EXERCISE DESCRIPTION: Can you write out all the records below again, changing "photograph" to "image" and keeping everything else the same, with the pictures left out?

RECORDS FOR THE EXERCISE:
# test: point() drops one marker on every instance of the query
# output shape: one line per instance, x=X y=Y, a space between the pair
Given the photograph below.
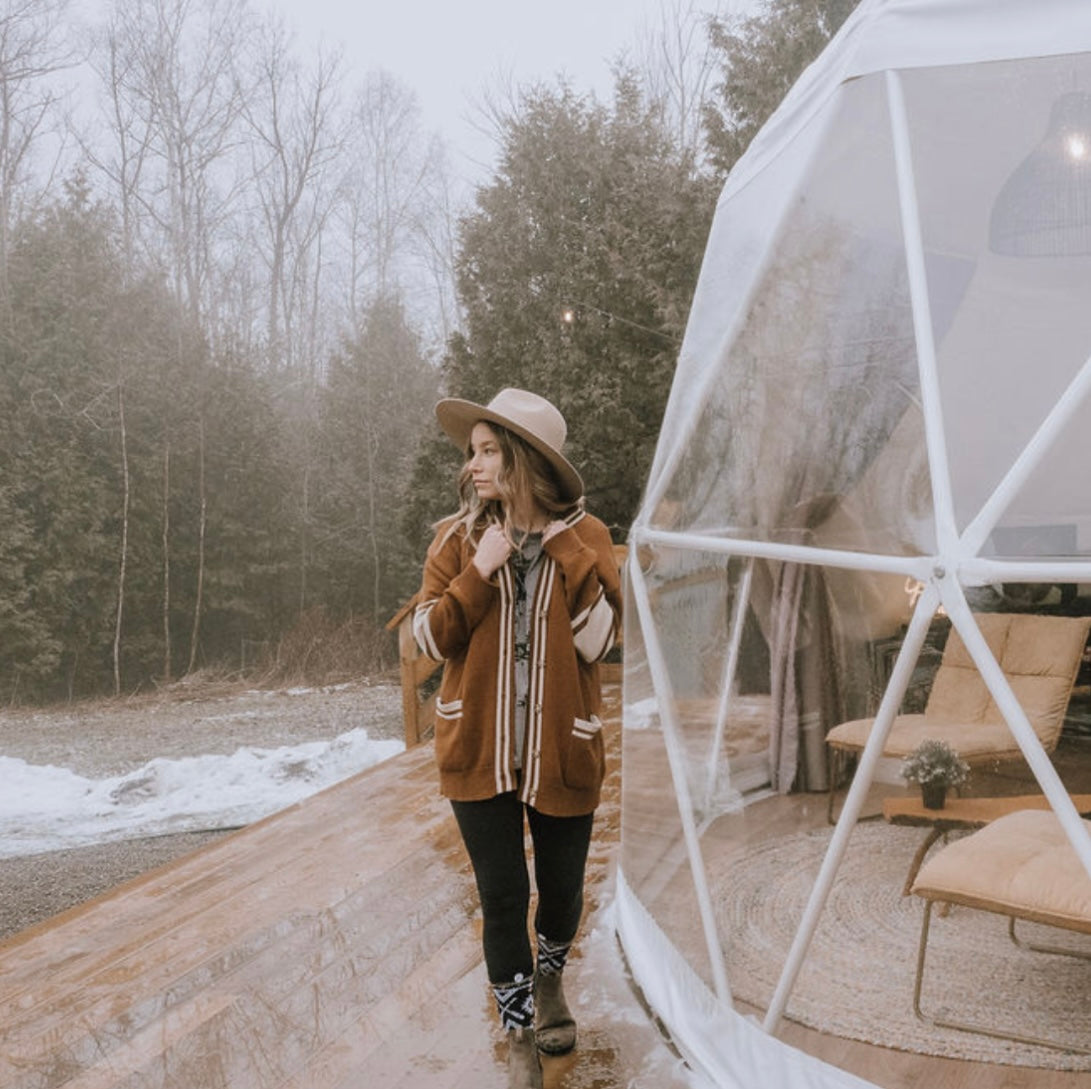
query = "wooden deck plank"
x=334 y=944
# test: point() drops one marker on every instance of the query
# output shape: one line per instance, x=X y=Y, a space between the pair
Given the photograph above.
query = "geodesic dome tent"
x=878 y=417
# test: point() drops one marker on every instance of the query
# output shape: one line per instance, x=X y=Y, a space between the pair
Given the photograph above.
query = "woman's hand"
x=492 y=551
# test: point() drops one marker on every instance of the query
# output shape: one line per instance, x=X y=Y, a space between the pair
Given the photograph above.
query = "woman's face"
x=486 y=461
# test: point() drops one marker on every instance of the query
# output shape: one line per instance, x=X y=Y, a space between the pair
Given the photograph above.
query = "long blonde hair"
x=526 y=479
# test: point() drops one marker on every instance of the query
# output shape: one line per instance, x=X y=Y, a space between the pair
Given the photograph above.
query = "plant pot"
x=934 y=794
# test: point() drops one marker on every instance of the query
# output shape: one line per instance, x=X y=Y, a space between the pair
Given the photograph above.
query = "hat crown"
x=531 y=413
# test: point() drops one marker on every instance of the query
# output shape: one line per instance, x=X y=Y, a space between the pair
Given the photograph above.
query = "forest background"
x=232 y=286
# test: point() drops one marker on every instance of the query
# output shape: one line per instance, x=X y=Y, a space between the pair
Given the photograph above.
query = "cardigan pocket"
x=585 y=755
x=450 y=744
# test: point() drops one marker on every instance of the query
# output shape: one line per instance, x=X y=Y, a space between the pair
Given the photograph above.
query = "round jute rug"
x=858 y=979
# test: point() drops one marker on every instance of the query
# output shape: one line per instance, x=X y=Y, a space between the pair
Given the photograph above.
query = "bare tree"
x=171 y=75
x=393 y=175
x=291 y=114
x=32 y=49
x=676 y=63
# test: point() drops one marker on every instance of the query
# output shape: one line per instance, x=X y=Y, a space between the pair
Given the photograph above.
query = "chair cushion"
x=975 y=742
x=1020 y=864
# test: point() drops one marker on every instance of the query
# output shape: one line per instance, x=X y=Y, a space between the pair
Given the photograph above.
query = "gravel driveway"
x=109 y=738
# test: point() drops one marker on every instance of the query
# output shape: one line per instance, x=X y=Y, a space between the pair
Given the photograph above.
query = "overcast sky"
x=448 y=51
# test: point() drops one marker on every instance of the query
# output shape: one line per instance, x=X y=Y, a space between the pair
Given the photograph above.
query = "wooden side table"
x=961 y=813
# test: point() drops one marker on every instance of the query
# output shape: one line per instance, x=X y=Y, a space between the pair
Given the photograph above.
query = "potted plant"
x=935 y=766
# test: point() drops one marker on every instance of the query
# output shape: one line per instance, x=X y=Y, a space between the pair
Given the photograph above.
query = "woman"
x=520 y=599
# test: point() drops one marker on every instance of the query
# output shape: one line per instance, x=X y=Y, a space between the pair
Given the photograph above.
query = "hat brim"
x=457 y=418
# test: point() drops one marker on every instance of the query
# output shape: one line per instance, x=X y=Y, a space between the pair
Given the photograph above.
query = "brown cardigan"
x=468 y=622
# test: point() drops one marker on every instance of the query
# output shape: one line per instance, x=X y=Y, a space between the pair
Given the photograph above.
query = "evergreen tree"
x=374 y=408
x=575 y=274
x=760 y=58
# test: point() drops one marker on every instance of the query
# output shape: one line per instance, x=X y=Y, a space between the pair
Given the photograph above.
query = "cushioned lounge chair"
x=1020 y=865
x=1040 y=656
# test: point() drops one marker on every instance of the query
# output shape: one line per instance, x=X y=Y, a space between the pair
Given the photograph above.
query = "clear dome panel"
x=759 y=660
x=811 y=430
x=1009 y=276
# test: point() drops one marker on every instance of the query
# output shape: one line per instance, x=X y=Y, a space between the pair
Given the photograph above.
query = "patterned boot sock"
x=515 y=1002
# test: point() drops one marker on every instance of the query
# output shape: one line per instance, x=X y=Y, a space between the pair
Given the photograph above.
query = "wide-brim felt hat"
x=532 y=418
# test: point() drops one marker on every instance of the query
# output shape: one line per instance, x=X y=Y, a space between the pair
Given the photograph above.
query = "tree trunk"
x=198 y=605
x=124 y=542
x=167 y=646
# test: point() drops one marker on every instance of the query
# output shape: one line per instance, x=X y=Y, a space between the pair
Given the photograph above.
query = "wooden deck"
x=336 y=945
x=333 y=945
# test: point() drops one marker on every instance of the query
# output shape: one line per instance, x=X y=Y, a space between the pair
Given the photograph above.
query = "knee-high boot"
x=515 y=1002
x=553 y=1021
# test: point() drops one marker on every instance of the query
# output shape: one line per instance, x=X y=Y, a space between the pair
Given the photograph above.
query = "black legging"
x=493 y=834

WRITTEN RESPONSE:
# test: point() drops one marker on every instance of the query
# output shape: one line per instance, x=X y=Y, a space between the pair
Given the image below.
query = "wooden deck plank"
x=334 y=944
# test: point() drops one marker on every instance of the query
# output shape: one line per instance, x=X y=Y, a space between the pair
Given the image above.
query = "geodesic dome tent"
x=878 y=417
# test: point() drops one marker on every instance of the query
# output shape: one line per instance, x=X y=Y, a space between the pair
Given the image above.
query = "woman's hand"
x=492 y=551
# test: point() drops one marker on every instance of the query
# output shape: one line per instance, x=X y=Y, a space between the pair
Given the image above.
query = "woman's face"
x=486 y=461
# test: point() drops one marker on every instance of the query
# output shape: one line per instance, x=X y=Y, a space between the pair
Given the image above.
query = "long blonde hair"
x=526 y=479
# test: point() drops one marker on every instance of the query
# output shape: one line per instance, x=X y=Y, a space between the pair
Given the image above.
query = "plant pot"
x=934 y=794
# test: point() drops one marker on every instance of the query
# output shape: one line per instance, x=X y=Y, a space between the pair
Given the image above.
query = "hat crown"
x=531 y=413
# test: point() drops one marker on every instance of the query
# output shape: one line per instance, x=X y=Y, a space between the pair
Given the image above.
query = "forest background"
x=232 y=286
# test: point() drops one marker on every instance of the query
# output shape: one line per instance, x=X y=Y, a space between the pair
Given the image above.
query = "cardigan pocket"
x=585 y=755
x=450 y=744
# test: point() drops one marker on every instance of the query
# output shape: one line per instance, x=X y=Y, a space between the pair
Given the image above.
query = "round jute rug"
x=858 y=979
# test: point() drops one marker on every instance of the query
# output shape: one line per instance, x=X y=Y, a space between the pair
Given the image above.
query = "bare tree"
x=171 y=75
x=393 y=175
x=291 y=114
x=32 y=49
x=676 y=63
# test: point() drops one marker on every instance of the query
# output shape: one line per instance, x=X y=Y, a space between the pair
Given the image above.
query = "chair cushion"
x=975 y=742
x=1020 y=864
# test: point() drops one marker on every instance of the query
# output shape: one line per instance, x=X y=Y, a space between the pair
Given the image above.
query = "gravel driveway"
x=109 y=738
# test: point() drops one marker on every instance of the query
# output shape: one line per instance, x=X y=Y, a space between the pair
Given the image above.
query = "overcast sky"
x=448 y=51
# test: point() drops one marker on every instance of the query
# output shape: one line per instance, x=X y=Y, a space between the pair
Given the image above.
query = "wooden side table"
x=961 y=813
# test: point() drops one marker on every instance of the query
# output shape: one line per instance, x=X y=Y, a space between the pair
Given the image above.
query = "potted plant"
x=935 y=766
# test: point() drops one marker on every instance of the query
# output shape: one line per instance, x=X y=Y, a space between the pair
Given the image above.
query = "woman"
x=520 y=599
# test: point() drops one marker on every instance of the query
# output shape: one line per instance, x=X y=Y, a space between the pair
Given the image above.
query = "hat brim"
x=457 y=418
# test: point() drops one marker on every instance of the query
# output shape: one line per instance, x=X y=Y, a space between the pair
Given the image above.
query = "brown cardigan"
x=468 y=622
# test: point() drops one marker on every instance of the query
# output shape: one line per instance, x=X y=Y, a space between the pair
Given the image above.
query = "evergreen tree"
x=374 y=408
x=575 y=274
x=760 y=58
# test: point() drops one marker on every instance of the query
# output shape: one line per instance, x=X y=Y, a space between the pair
Given the image above.
query = "cushioned lounge chair"
x=1020 y=865
x=1040 y=656
# test: point() drops one marker on every instance of the query
# output shape: one line per instance, x=X y=Y, a space between the pair
Given the image above.
query = "clear dome panel"
x=759 y=660
x=811 y=430
x=1009 y=276
# test: point() drops one marker on every instance of the query
# output shape: one line per instance, x=X y=Y, a space between the pair
Given the image above.
query = "patterned boot sock"
x=515 y=1002
# test: point() drops one marker on every instance of the query
# output shape: one line per instance, x=X y=Y, a space between the pair
Given the image above.
query = "wide-brim felt hat"
x=532 y=418
# test: point() drops one marker on every instance of the query
# output shape: one line per instance, x=X y=Y, a space between the pair
Given the image above.
query = "tree trunk"
x=198 y=605
x=124 y=542
x=167 y=646
# test: point() drops one marker on every instance of the query
# output shape: one line per instance, x=X y=Y, a space between the pair
Given the image above.
query = "wooden deck"
x=336 y=945
x=333 y=945
# test: point() drops one marker on every instance of the query
# output shape: one line per instance, x=X y=Y, a space between the pair
Given the image above.
query = "knee-high boot"
x=515 y=1002
x=553 y=1021
# test: point() drops one marker on every instance of the query
# output shape: one line per instance, x=X y=Y, a space between the pair
Given the image above.
query = "black legging"
x=493 y=834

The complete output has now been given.